• Short task: Update every line of the listing below, replacing "photo" with "image" and leaving all else unchanged. Leave the pictures out of your answer.
-- start Data to process --
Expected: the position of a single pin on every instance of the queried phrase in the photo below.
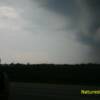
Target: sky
(50, 31)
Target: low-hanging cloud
(57, 31)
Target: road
(36, 91)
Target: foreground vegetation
(50, 73)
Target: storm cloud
(49, 31)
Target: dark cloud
(85, 17)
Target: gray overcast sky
(50, 31)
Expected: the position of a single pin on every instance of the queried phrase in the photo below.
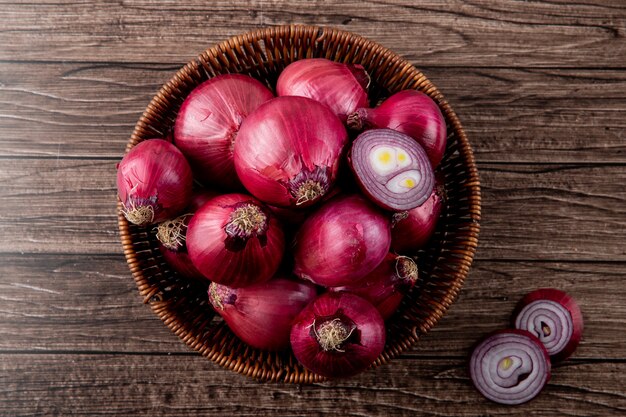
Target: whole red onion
(386, 285)
(208, 122)
(234, 240)
(262, 314)
(412, 229)
(510, 366)
(154, 182)
(392, 169)
(554, 317)
(412, 113)
(341, 87)
(288, 150)
(338, 335)
(341, 242)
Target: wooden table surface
(540, 87)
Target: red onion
(410, 112)
(341, 87)
(510, 366)
(554, 317)
(338, 335)
(411, 230)
(342, 242)
(262, 314)
(171, 235)
(288, 150)
(386, 285)
(154, 182)
(234, 240)
(392, 169)
(208, 122)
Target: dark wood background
(540, 87)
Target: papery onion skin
(154, 182)
(341, 242)
(262, 314)
(208, 121)
(376, 185)
(411, 230)
(544, 312)
(234, 240)
(288, 151)
(386, 286)
(510, 380)
(412, 113)
(352, 350)
(341, 87)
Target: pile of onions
(295, 246)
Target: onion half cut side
(510, 366)
(554, 317)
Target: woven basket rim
(151, 296)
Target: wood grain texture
(450, 33)
(549, 212)
(91, 385)
(510, 115)
(90, 303)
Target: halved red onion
(412, 229)
(510, 366)
(554, 317)
(341, 242)
(386, 285)
(208, 121)
(234, 240)
(410, 112)
(392, 169)
(341, 87)
(154, 182)
(288, 151)
(262, 314)
(338, 335)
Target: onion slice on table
(510, 366)
(554, 317)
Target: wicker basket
(183, 306)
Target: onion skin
(412, 113)
(208, 121)
(541, 308)
(494, 356)
(226, 253)
(363, 341)
(375, 185)
(288, 151)
(386, 286)
(341, 87)
(411, 230)
(342, 242)
(262, 314)
(154, 182)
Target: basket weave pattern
(182, 305)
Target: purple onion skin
(341, 242)
(262, 314)
(411, 230)
(412, 113)
(529, 341)
(341, 87)
(208, 123)
(383, 287)
(153, 176)
(375, 185)
(364, 345)
(569, 304)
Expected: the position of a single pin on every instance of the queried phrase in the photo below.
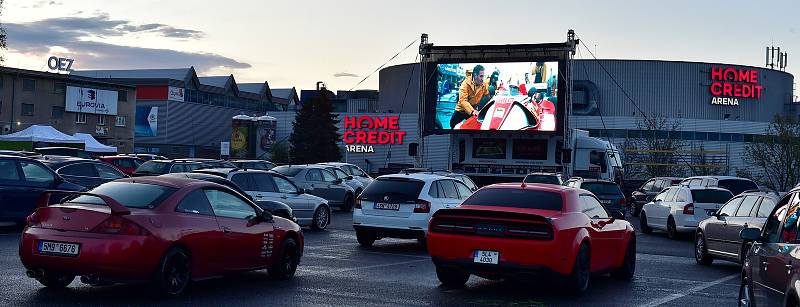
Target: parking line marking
(342, 270)
(690, 291)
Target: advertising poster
(89, 100)
(146, 121)
(512, 96)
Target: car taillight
(422, 206)
(32, 220)
(120, 226)
(688, 209)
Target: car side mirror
(266, 216)
(750, 234)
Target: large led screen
(504, 96)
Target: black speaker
(412, 149)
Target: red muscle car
(513, 230)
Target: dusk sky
(296, 43)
-- end Data to process --
• In response:
Expected: the position of a single pin on every instance of the queried phrase in the image below.
Target: sky
(50, 31)
Target: low-hanging cloud
(57, 31)
Target: road
(36, 91)
Target: foreground vegetation
(50, 73)
Target: storm cloud
(49, 31)
Target: dark cloud
(85, 17)
Target: gray overcast sky
(50, 31)
Expected: the position of a single pin on every instance of the queried phrase in the image below.
Target: whole red onion
(386, 285)
(208, 122)
(234, 240)
(262, 314)
(412, 229)
(510, 366)
(154, 182)
(392, 169)
(554, 317)
(412, 113)
(341, 87)
(288, 150)
(338, 335)
(341, 242)
Target: wooden table surface
(540, 87)
Target: red onion
(410, 112)
(341, 87)
(510, 366)
(554, 317)
(338, 335)
(411, 230)
(342, 242)
(262, 314)
(171, 235)
(288, 150)
(386, 285)
(154, 182)
(234, 240)
(392, 169)
(208, 122)
Target: dark wood background
(540, 87)
Target: papery onion skin
(154, 182)
(341, 242)
(262, 314)
(208, 121)
(376, 185)
(411, 230)
(544, 312)
(234, 240)
(288, 151)
(386, 286)
(510, 380)
(412, 113)
(352, 350)
(341, 87)
Target: pile of onions
(295, 246)
Target: onion half cut side
(510, 366)
(554, 317)
Target: woven basket rim
(151, 296)
Target: wood grain texture
(450, 33)
(549, 212)
(91, 385)
(510, 115)
(90, 303)
Target: halved red onion
(412, 229)
(510, 366)
(554, 317)
(341, 242)
(386, 285)
(208, 121)
(234, 240)
(410, 112)
(392, 169)
(341, 87)
(154, 182)
(288, 151)
(262, 314)
(338, 335)
Target: onion slice on table
(510, 366)
(554, 317)
Target: wicker basket
(183, 306)
Target: onion skin
(412, 113)
(208, 121)
(541, 308)
(494, 356)
(226, 253)
(363, 341)
(375, 185)
(288, 151)
(386, 286)
(341, 87)
(411, 230)
(342, 242)
(262, 314)
(154, 182)
Target: basket weave pattern
(182, 305)
Target: purple onion skin
(341, 242)
(262, 314)
(411, 230)
(412, 113)
(529, 341)
(341, 87)
(208, 123)
(383, 287)
(153, 176)
(375, 185)
(364, 345)
(569, 304)
Expected: the position of a single pin on every instance of the queried phrase in the image below.
Target: parking line marking
(342, 270)
(690, 291)
Target: advertising poster
(89, 100)
(146, 121)
(512, 96)
Target: car taillight
(422, 206)
(32, 220)
(120, 226)
(688, 209)
Target: car side mirror
(266, 216)
(750, 234)
Target: large led screen
(504, 96)
Target: black speaker
(412, 149)
Target: red muscle car
(513, 230)
Target: dusk sky
(296, 43)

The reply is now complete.